# eclipse und Webprojekte mit Maven



## grindelaner (2. Feb 2015)

Hallo,

verwendet irgendjemand eclipse und maven und macht damit web-Entwicklung?

Eigentlich verwende ich IntelliJ... da sehen web-Projekte in der IDE aus wie sie aussehen sollen...

src/main/java >> wird als Source-Verzeichnis erkannt
src/main/resoureces >> wird als Resources-Verzeichnis erkannt
src/main/webapp >> wird als Webapp-Verzeichnis erkannt

Bei Eclipse (Luna 4.4.1) wird mir die Projektstruktur nicht richtig im Package Explorer aufgelöst...
Eclipse hat scheinbar Probleme den webapp-Ordner zu erkennen.... Der wird bei mir als normales Verzeichnis dargestellt.

Ist das "leider" normal oder kann man in eclipse noch etwas einstellen?


----------



## Dompteur (2. Feb 2015)

Verstehe ich das richtig, dass die Eclipse IDE den Code in src/main/webapp nicht als JAVA Code interpretiert ?

Dann kannst du unter "Project Properties" / "Java Build Path" / "Source" das Verzeichnis als weiteres Source-Verzeichnis hinzufügen.

Ich verwende noch eine ältere Eclipse Version. Es kann also sein, dass die Menüpunkte minimal anders heißen.

• ANGEZEIGTE EINTRÄGE:
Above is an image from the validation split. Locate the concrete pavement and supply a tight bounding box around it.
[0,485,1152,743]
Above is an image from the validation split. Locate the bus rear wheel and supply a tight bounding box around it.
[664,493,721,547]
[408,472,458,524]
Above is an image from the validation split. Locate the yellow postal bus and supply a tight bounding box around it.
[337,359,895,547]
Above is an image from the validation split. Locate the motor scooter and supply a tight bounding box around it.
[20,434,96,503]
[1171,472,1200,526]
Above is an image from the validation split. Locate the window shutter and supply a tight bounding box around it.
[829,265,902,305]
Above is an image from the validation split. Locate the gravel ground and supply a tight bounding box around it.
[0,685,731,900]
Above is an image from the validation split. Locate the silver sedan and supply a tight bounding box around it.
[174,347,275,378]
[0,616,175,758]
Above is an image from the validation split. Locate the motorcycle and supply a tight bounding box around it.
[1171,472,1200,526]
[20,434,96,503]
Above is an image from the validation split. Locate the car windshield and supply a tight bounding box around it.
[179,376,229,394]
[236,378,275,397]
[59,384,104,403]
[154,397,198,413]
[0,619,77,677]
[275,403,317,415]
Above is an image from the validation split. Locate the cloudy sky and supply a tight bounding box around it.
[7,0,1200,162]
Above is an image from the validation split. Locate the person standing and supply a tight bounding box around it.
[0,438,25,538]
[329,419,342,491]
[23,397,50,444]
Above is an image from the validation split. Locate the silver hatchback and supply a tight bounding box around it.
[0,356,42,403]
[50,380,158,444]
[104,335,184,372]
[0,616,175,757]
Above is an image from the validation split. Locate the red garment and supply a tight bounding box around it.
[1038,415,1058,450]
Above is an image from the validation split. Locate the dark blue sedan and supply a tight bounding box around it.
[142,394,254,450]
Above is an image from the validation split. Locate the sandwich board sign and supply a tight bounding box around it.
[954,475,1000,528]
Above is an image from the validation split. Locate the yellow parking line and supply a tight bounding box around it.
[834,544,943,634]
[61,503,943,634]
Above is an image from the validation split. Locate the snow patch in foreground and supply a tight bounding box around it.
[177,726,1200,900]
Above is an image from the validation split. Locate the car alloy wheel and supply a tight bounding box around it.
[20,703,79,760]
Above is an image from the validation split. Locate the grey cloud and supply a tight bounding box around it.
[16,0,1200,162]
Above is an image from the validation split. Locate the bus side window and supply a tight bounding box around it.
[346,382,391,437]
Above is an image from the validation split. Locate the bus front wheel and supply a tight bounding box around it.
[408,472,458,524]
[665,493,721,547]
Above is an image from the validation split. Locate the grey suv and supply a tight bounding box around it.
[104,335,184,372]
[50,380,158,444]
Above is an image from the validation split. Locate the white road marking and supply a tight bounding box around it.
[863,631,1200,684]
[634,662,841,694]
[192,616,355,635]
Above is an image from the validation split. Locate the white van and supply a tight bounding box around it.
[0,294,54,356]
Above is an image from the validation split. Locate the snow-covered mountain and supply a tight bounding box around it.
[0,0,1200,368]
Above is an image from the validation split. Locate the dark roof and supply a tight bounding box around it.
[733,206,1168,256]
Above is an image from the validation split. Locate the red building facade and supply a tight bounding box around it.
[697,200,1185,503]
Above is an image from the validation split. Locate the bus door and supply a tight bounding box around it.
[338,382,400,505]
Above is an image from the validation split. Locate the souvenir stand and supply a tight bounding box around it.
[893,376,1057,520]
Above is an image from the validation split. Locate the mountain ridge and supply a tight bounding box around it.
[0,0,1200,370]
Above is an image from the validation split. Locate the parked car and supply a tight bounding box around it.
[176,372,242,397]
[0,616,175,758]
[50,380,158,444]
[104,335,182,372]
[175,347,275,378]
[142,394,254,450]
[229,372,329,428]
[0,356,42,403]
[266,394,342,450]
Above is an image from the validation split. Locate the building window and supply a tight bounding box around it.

• AUFGABEN:
(a) Kannst du aus der Forumsdiskussion über Eclipse und Maven den Abschnitt zwischen "Eigentlich verwende ich" und "Package Explorer aufgelöst...", beide eingeschlossen, wortgetreu abschreiben?
(b) Wie geht die Forumsdiskussion über Eclipse und Maven nach ihrem letzten Satz weiter? Schreib die Fortsetzung.

• ERGEBNISSE JE AUFGABE:
(a)
Eigentlich verwende ich IntelliJ... da sehen web-Projekte in der IDE aus wie sie aussehen sollen...

src/main/java >> wird als Source-Verzeichnis erkannt
src/main/resoureces >> wird als Resources-Verzeichnis erkannt
src/main/webapp >> wird als Webapp-Verzeichnis erkannt

Bei Eclipse (Luna 4.4.1) wird mir die Projektstruktur nicht richtig im Package Explorer aufgelöst...

(b)
----------



## dzim (6. Feb 2015)

Soweit ich es verstehe, ist das verhalten aber doch richtig! im webapp liegen doch das Manifest und der ganze Spass, oder?
src/main/java ist in MAven-Projekten nun mal das Verzeichniss, dass für Quellcode zuständig ist.

Ansonten: Du kannst dir auch die .projekt und .classpath-Dateien des Projekts mal anschauen. Da steht drinn, welche Rolle welches Verzeichnis hat (oder wenn es nicht drinn steht, könnte dein o.g. Verhalten entstehen).
Da du die Dateien normalerweise nicht siehts, musst du evtl. den Filter des Project Navigators anpassen (oben rechts vom TreeView - so ein Pfeil nach unten öffnet ein Kontext-Menü).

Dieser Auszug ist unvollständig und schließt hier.